- WORK INSTRUCTIONS: In full and without edits, write out the data that follows.

- RECORDED INFORMATION:
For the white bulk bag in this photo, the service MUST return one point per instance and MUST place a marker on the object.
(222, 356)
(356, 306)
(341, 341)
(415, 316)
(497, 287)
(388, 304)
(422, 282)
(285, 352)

- YOUR SOLUTION:
For the white bulk bag in this photo, the service MUST return one point per instance and MUST place a marker on the object.
(222, 356)
(356, 306)
(341, 341)
(415, 316)
(497, 287)
(388, 304)
(422, 282)
(285, 352)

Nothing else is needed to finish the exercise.